### Task goal
Convert everything below, from the line containing "Phrase: wood grain" down to the end of the items, into a Markdown table with the columns Row and Text. Put a running row number in Row and each line in Text, and leave out blank lines.

⁂

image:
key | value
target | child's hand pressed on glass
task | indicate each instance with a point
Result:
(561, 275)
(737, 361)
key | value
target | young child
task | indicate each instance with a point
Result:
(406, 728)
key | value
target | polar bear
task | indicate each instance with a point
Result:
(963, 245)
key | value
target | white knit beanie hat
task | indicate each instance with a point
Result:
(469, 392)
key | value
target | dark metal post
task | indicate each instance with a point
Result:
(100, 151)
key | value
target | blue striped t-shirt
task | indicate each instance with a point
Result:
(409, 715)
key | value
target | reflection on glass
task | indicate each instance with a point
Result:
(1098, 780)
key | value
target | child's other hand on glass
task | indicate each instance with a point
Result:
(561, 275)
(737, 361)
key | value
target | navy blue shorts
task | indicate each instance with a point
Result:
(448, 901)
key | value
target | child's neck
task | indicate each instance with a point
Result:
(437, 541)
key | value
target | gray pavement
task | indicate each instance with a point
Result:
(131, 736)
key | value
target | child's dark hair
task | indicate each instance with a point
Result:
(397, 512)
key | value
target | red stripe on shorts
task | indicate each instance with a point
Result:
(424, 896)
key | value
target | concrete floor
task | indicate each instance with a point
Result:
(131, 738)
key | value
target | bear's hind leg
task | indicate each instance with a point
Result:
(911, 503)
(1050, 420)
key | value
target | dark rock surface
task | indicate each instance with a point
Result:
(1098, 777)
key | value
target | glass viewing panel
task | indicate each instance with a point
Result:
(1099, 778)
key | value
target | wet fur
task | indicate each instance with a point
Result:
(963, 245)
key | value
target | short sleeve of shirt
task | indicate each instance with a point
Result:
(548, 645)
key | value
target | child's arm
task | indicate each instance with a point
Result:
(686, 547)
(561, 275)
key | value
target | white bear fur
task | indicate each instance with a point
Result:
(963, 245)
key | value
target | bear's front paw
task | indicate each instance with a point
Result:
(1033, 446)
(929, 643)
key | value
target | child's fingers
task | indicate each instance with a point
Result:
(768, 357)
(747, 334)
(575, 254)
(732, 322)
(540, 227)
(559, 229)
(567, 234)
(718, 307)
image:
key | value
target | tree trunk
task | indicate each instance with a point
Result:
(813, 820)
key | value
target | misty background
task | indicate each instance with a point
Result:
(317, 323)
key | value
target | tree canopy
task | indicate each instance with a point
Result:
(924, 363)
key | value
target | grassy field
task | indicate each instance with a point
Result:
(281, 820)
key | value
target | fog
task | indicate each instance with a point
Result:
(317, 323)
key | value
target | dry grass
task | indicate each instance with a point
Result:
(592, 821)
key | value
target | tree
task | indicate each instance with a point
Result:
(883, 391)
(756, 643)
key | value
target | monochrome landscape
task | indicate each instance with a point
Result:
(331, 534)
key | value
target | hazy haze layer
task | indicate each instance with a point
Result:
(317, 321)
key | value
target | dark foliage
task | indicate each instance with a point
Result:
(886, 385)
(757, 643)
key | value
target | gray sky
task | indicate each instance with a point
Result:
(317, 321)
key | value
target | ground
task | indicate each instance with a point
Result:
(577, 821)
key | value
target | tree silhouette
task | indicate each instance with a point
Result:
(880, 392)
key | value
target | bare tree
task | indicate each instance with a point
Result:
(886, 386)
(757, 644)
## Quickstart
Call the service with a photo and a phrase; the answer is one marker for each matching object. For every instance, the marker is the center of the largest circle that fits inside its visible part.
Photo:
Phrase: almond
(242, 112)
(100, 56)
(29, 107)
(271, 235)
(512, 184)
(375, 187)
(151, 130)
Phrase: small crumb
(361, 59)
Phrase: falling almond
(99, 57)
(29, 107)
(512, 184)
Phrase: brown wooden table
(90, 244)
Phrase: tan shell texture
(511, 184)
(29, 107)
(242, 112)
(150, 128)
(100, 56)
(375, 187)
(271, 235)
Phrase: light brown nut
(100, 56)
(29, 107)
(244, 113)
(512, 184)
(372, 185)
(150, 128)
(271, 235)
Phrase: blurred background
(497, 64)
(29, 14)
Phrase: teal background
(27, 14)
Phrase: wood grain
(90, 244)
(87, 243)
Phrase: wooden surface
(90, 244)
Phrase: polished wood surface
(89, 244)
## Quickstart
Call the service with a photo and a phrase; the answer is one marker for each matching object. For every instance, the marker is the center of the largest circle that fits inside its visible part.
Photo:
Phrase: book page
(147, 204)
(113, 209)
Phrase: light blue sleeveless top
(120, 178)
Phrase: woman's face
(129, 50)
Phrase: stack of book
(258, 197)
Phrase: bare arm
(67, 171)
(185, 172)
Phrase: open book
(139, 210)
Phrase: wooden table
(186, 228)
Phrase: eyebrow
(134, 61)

⁂

### Solution for this problem
| Row | Text |
|---|---|
| 1 | Phrase: wood grain |
| 2 | (90, 244) |
| 3 | (87, 243) |
| 4 | Phrase: wooden surface |
| 5 | (90, 244) |
| 6 | Phrase: polished wood surface |
| 7 | (89, 244) |
| 8 | ## Quickstart |
| 9 | Call the service with a photo and a phrase; the answer is one marker for each matching object. For every instance, the marker is the center of the largest circle that fits inside its visible part. |
| 10 | Photo: |
| 11 | Phrase: book page |
| 12 | (147, 204) |
| 13 | (113, 209) |
| 14 | Phrase: light blue sleeveless top |
| 15 | (120, 178) |
| 16 | Phrase: woman's face |
| 17 | (129, 50) |
| 18 | Phrase: stack of book |
| 19 | (258, 197) |
| 20 | Phrase: bare arm |
| 21 | (67, 171) |
| 22 | (185, 172) |
| 23 | Phrase: open book |
| 24 | (139, 210) |
| 25 | Phrase: wooden table |
| 26 | (186, 228) |
| 27 | Phrase: eyebrow |
| 28 | (134, 61) |